Begin

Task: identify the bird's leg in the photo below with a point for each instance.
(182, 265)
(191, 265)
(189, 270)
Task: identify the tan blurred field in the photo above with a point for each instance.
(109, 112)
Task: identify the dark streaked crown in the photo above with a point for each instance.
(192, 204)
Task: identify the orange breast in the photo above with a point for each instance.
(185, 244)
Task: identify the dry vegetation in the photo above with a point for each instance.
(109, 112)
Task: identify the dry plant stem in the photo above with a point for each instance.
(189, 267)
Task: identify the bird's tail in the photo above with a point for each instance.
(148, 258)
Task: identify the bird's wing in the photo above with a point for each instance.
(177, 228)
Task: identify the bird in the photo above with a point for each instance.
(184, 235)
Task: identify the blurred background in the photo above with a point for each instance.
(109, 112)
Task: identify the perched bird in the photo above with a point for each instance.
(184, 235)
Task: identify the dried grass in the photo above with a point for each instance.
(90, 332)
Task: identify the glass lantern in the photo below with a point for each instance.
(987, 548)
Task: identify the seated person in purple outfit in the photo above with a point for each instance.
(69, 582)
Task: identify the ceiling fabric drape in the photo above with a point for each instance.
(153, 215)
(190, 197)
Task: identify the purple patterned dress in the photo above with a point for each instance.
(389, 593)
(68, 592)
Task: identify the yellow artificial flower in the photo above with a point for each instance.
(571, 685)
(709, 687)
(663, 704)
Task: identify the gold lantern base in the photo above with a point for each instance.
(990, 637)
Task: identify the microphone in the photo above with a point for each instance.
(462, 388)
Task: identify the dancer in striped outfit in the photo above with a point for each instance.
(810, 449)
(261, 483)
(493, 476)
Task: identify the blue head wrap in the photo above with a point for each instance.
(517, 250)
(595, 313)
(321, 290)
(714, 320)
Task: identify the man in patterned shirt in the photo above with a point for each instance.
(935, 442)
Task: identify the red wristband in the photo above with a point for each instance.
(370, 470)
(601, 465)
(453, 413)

End

**The problem**
Reproduce every line of the material above verbatim, from the first line to the last, with no changes.

**Result**
Task: identify the bird's leg in the photo below with a point for each instance.
(182, 265)
(191, 265)
(189, 270)
Task: identify the tan blurred field in the photo above with a point for each instance.
(109, 112)
Task: identify the dark streaked crown in the photo above with a point for each instance.
(192, 204)
Task: identify the orange breast in the photo above with a point for each instance.
(185, 244)
Task: identify the dry vegetation in the photo above with a point for each instance.
(109, 112)
Task: identify the dry plant stem in the photo above with a point for each instance.
(189, 267)
Task: identify the bird's tail in the photo above with a point for each instance.
(148, 258)
Task: identify the bird's wing in the photo above with a point for each instance.
(177, 228)
Task: identify the bird in the photo above with a point for each instance.
(184, 235)
Task: identify the blurred background in the photo above with a point for each instance.
(109, 112)
Task: identify the perched bird in the photo above with a point for each instance.
(184, 235)
Task: identify the dried grass in the photo above with a point for each instance.
(90, 332)
Task: identify the glass lantern in the photo below with a point for each instance.
(987, 548)
Task: identify the seated person in purple outfit in the photo above with a point for each instance.
(69, 582)
Task: identify the ceiling fabric drape in the photo above with a point for each instance.
(153, 215)
(190, 197)
Task: identify the purple patterned dress in the photo above with a point for each instance.
(389, 593)
(68, 592)
Task: identify the yellow artificial flower in the photo above with a point for each instance.
(571, 685)
(709, 687)
(663, 704)
Task: identify the gold lantern base in the photo above with a point for each instance.
(990, 637)
Task: identify the microphone in the photo above with a point for each instance.
(462, 388)
Task: identify the dancer in striped outfit in the photo above with a point for each instance.
(810, 449)
(261, 483)
(493, 476)
Task: identify the blue head wrap in the photo above with a point for each instance.
(517, 250)
(595, 313)
(321, 290)
(714, 320)
Task: identify the man in patterned shirt in the photo above with a point for each instance.
(935, 442)
Task: identify the red wristband in the photo above with a point for each instance.
(370, 470)
(601, 465)
(453, 413)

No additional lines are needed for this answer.